(Collected data)
— START —

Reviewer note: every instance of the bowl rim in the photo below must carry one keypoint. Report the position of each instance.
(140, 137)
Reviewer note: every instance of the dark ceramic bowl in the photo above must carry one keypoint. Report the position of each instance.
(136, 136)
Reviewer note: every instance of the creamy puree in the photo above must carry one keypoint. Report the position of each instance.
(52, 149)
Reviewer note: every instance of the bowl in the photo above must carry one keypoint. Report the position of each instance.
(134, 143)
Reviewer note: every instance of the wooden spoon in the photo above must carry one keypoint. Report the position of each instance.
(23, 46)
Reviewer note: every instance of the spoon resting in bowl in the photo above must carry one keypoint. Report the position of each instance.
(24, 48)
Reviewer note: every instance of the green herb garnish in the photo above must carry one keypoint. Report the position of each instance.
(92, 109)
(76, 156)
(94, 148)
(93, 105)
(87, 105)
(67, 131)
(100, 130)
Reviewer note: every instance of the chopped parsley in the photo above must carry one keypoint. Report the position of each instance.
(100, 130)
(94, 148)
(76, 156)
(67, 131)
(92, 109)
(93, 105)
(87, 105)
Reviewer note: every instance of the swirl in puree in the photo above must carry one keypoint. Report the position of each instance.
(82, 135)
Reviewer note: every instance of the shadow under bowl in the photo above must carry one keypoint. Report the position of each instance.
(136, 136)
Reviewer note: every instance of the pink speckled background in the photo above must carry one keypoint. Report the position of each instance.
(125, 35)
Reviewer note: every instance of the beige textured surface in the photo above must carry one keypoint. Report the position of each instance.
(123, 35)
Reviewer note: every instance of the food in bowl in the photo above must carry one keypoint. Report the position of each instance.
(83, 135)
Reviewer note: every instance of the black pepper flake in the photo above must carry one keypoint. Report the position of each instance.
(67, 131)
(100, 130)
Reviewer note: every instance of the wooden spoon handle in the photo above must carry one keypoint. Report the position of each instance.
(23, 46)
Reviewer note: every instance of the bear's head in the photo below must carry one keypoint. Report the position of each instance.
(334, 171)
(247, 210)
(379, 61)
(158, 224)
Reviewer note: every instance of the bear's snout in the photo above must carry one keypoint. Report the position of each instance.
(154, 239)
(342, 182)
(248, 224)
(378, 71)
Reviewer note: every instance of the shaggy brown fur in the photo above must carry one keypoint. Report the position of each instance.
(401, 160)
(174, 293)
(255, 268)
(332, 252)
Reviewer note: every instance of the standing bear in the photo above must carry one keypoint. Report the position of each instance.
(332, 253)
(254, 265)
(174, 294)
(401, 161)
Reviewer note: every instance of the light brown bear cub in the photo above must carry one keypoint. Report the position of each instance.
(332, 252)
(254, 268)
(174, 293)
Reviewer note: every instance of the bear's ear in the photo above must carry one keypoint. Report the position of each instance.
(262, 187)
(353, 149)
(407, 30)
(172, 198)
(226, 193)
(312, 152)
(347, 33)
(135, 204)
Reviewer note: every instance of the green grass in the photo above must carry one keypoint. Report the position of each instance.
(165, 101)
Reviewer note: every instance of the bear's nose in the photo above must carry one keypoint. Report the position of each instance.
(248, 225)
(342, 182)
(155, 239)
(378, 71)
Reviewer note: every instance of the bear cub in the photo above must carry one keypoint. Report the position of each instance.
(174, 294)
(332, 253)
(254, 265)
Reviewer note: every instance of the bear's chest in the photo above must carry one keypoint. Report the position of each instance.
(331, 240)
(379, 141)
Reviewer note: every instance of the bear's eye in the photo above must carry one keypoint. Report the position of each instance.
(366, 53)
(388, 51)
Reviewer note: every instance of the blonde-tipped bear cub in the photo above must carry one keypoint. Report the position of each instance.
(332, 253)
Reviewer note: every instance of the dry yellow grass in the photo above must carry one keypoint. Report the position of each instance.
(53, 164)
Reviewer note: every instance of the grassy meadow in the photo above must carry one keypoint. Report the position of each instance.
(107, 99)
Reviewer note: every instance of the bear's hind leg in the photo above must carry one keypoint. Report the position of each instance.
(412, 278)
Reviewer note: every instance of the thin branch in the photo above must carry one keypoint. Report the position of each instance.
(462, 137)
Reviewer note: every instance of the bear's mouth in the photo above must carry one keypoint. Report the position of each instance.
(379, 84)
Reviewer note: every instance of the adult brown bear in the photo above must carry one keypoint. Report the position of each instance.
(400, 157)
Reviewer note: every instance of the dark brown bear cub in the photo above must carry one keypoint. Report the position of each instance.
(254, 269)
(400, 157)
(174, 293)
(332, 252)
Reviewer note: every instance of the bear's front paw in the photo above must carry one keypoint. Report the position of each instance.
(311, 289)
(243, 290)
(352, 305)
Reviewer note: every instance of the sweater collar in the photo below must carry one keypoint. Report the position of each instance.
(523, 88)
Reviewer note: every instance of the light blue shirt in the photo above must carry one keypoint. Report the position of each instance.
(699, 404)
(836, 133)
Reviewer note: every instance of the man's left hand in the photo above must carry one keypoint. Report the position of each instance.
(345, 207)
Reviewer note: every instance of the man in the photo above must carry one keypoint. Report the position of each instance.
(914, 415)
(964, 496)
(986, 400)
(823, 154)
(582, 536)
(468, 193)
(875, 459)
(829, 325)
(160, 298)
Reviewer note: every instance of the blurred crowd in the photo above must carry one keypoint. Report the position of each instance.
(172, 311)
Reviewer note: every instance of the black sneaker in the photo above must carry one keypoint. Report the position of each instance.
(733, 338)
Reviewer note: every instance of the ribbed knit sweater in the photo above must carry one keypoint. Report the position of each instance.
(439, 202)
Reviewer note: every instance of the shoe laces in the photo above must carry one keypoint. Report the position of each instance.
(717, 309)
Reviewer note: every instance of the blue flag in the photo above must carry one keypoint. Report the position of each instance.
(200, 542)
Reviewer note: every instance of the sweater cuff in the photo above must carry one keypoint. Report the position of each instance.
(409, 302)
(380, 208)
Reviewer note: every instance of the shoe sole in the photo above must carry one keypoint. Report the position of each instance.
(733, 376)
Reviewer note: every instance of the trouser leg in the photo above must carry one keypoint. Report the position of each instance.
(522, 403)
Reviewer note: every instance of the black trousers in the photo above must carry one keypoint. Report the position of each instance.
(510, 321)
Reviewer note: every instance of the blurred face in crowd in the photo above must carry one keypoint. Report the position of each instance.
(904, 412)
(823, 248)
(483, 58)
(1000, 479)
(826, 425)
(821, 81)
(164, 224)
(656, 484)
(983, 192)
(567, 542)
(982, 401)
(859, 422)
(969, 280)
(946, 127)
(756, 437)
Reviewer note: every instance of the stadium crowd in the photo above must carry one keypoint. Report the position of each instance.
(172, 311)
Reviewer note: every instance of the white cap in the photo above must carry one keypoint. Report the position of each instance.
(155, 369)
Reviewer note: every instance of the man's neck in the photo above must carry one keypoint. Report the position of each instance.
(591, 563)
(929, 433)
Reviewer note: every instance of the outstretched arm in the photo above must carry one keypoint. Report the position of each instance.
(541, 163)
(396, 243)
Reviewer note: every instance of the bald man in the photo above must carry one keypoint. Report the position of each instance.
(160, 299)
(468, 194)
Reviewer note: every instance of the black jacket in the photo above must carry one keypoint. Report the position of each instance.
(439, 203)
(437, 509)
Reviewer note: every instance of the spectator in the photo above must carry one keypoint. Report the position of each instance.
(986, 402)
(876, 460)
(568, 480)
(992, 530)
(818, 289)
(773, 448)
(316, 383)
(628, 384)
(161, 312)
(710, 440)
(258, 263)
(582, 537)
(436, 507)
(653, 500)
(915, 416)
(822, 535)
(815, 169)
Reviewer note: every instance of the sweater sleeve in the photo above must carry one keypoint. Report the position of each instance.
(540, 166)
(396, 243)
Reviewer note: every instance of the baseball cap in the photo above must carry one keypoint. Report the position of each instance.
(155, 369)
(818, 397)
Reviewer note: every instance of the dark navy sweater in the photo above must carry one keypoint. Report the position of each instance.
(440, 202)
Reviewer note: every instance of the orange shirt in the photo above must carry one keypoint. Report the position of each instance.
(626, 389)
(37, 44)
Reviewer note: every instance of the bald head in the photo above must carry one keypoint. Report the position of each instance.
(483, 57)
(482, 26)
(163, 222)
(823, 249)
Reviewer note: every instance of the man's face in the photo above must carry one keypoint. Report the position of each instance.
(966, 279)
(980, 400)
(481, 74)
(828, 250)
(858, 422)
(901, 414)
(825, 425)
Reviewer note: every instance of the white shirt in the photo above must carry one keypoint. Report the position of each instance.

— END —

Exercise details
Rewrite the lines from the one containing "Reviewer note: every instance of the man's face" through the end of the records, substituting "marker" for "keypoint" and keeping everything else the same.

Answer to the exercise
Reviewer note: every instance of the man's face in the photo above must carry one marker. Report the position of each instance.
(966, 279)
(980, 400)
(481, 74)
(828, 250)
(858, 422)
(901, 414)
(825, 425)
Reviewer note: every instance of the white shirt in the photo above must carry one marker. Report the position of each instance.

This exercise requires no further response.